> [Passage to read]

One of the main reasons to look at Japan is that it's rife with well-managed globally competitive businesses that would do well in a diversified portfolio of international stocks, said Rajesh Gandhi, lead manager of American Century's International Growth Fund.
One example is Fuji Heavy Industries (TYO: 7270), an automotive manufacturer that owns Subaru.
About 80 percent of its earnings are generated outside the country, with between 65 percent and 75 percent of that coming from the U.S. It generated a profit margin of close to 14 percent in the last quarter, which is higher than its U.S. peers, said Gandhi. Its stock is up 30 percent over the last 12 months, while, by comparison, General Motors' share price has climbed by only 13 percent.
He also likes Murata Manufacturing (TYO: 6981), which creates semiconductor-like parts that go into smartphones, TVs and other electronics. It's a global business that benefits from changes in the smartphone market — the more complex phones become, the more it benefits, he said. Its stock is up 48 percent over the last 12 months, and he thinks it still has a lot of room to grow.
These are just two examples of growing international operations, he said, but there are many others. Tomonori Kaneko, a portfolio manager with RBC Global Asset Management, likes companies that are in globally competitive export markets, like high tech. He also likes medical equipment companies and some of the telecoms that are expanding outside the domestic market.
There are opportunities in the domestic market, too, added Gandhi. As much as the economy has been struggling, wages have expanded from low single-digit growth to mid-single-digit growth. Unemployment is coming down, too.
With that in mind, some consumer staples and discretionary stocks, like Ryohin Keikaku (TYO: 7453), which owns Muji, a popular apparel and household item retailer, could be good buys.

Point localization data:

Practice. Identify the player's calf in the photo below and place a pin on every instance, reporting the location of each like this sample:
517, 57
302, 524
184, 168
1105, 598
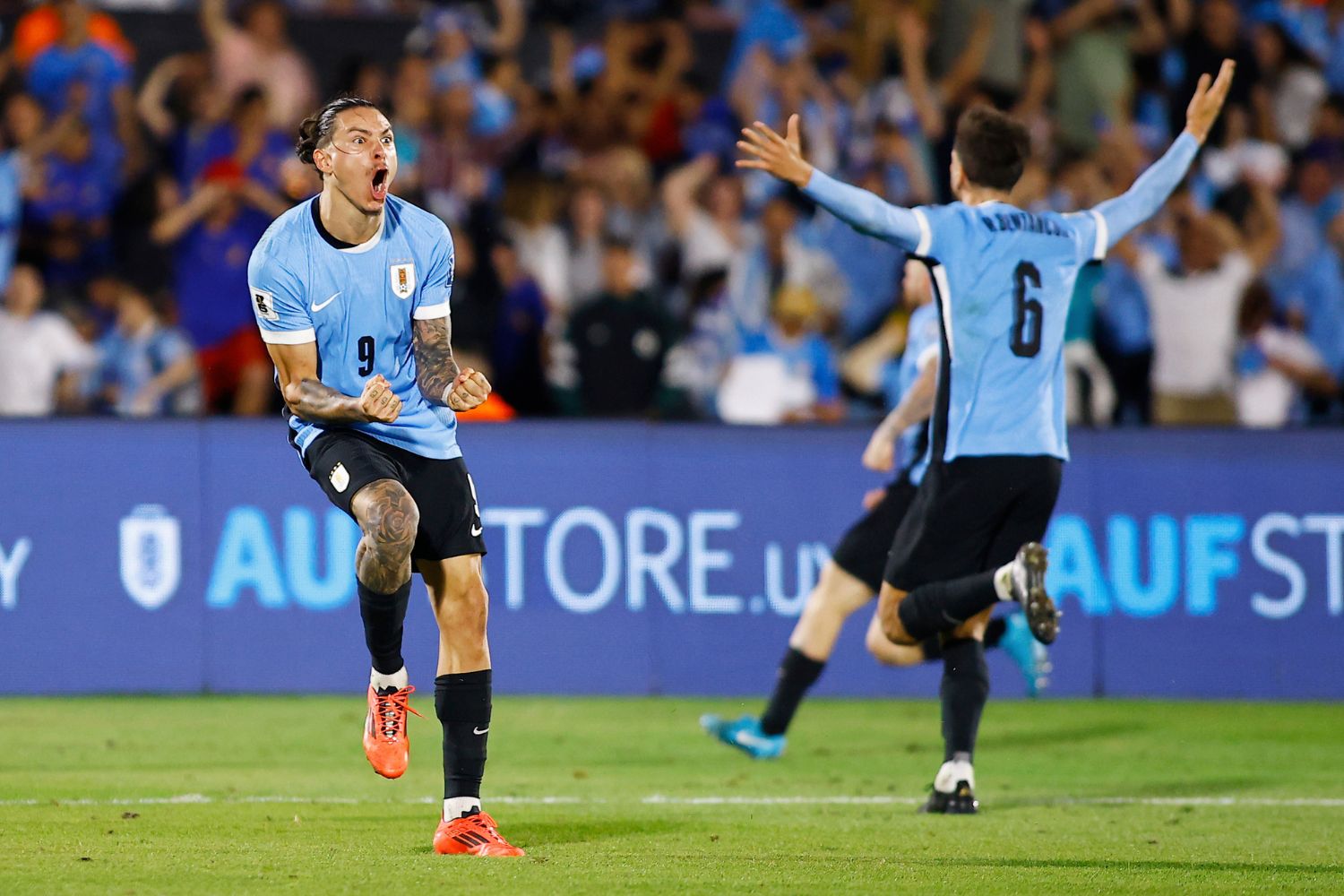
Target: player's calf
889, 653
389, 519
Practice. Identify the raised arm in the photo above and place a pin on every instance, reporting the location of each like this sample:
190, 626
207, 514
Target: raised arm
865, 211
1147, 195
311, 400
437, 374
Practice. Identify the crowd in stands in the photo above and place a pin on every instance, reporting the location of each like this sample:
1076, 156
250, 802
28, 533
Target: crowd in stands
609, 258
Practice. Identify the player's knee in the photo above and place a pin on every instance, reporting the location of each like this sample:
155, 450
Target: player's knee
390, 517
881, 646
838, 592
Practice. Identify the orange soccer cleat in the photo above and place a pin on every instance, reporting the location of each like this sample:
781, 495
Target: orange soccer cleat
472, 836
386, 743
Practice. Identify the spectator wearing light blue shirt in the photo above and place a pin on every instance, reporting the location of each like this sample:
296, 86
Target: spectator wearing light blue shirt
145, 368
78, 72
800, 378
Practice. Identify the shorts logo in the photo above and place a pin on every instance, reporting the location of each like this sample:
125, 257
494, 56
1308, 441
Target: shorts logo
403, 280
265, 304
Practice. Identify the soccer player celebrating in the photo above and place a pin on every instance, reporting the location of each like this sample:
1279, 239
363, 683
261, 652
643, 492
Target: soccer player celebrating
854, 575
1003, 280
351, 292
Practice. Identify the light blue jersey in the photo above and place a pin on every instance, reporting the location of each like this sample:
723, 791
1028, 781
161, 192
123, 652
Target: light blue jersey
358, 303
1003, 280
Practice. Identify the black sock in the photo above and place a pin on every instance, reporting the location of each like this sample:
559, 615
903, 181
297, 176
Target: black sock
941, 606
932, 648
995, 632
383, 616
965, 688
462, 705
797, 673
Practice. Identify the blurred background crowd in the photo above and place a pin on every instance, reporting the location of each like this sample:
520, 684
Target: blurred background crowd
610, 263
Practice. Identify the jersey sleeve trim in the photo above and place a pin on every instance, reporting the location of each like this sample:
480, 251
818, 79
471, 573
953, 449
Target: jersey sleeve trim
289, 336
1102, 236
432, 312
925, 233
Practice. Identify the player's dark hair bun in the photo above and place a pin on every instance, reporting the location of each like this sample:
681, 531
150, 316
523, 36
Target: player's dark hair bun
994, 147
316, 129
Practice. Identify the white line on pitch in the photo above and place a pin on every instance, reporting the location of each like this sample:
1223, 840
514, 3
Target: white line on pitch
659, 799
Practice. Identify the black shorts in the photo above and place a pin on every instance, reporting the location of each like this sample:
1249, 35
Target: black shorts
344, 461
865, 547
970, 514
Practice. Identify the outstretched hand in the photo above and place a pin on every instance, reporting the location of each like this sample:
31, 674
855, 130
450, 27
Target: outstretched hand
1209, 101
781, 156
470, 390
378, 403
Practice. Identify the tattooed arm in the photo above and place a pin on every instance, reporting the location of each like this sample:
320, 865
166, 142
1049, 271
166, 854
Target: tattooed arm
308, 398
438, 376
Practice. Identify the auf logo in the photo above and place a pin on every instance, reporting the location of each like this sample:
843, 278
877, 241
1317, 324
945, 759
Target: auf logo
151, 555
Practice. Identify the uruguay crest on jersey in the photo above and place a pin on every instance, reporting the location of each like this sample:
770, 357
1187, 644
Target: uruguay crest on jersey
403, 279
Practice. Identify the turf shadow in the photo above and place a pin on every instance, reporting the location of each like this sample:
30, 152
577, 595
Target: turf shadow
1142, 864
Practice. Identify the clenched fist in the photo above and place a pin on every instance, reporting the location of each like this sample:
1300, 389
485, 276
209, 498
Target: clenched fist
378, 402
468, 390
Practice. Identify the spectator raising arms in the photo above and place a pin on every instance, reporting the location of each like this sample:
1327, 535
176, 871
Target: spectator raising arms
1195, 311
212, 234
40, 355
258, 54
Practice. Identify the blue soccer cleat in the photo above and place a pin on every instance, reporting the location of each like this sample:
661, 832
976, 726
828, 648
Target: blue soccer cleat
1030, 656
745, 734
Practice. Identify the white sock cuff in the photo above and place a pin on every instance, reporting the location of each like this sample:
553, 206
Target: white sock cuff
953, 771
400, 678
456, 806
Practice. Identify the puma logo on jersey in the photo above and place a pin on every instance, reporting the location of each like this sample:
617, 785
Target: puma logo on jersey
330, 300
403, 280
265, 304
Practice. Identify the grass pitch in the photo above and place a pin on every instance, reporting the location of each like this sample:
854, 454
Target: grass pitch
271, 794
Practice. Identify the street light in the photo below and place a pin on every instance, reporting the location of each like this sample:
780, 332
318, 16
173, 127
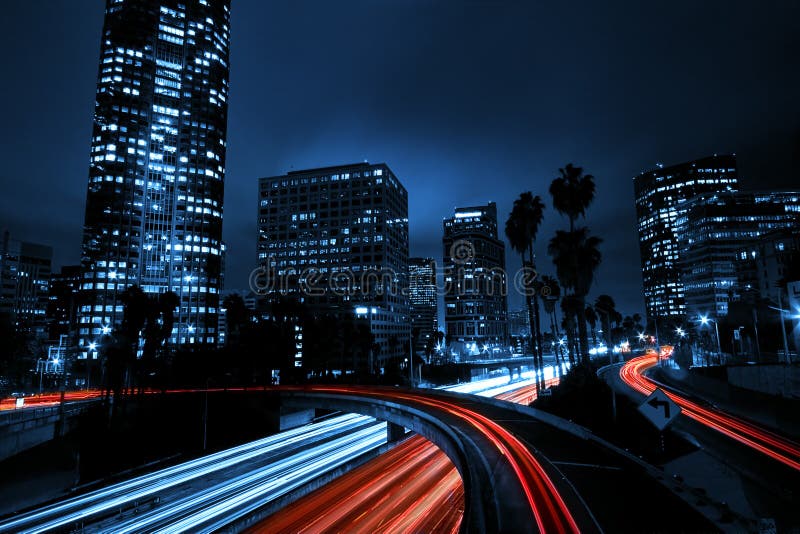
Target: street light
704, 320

> [Set of tasks]
(a) In the passage on Japanese stocks, about what share of Fuji Heavy Industries' earnings comes from outside Japan?
(b) Please edit the passage on Japanese stocks from "These are just" to "be good buys.", putting "biotechnology" in place of "medical equipment".

> [Exercise solutions]
(a) About 80 percent.

(b)
These are just two examples of growing international operations, he said, but there are many others. Tomonori Kaneko, a portfolio manager with RBC Global Asset Management, likes companies that are in globally competitive export markets, like high tech. He also likes biotechnology companies and some of the telecoms that are expanding outside the domestic market.
There are opportunities in the domestic market, too, added Gandhi. As much as the economy has been struggling, wages have expanded from low single-digit growth to mid-single-digit growth. Unemployment is coming down, too.
With that in mind, some consumer staples and discretionary stocks, like Ryohin Keikaku (TYO: 7453), which owns Muji, a popular apparel and household item retailer, could be good buys.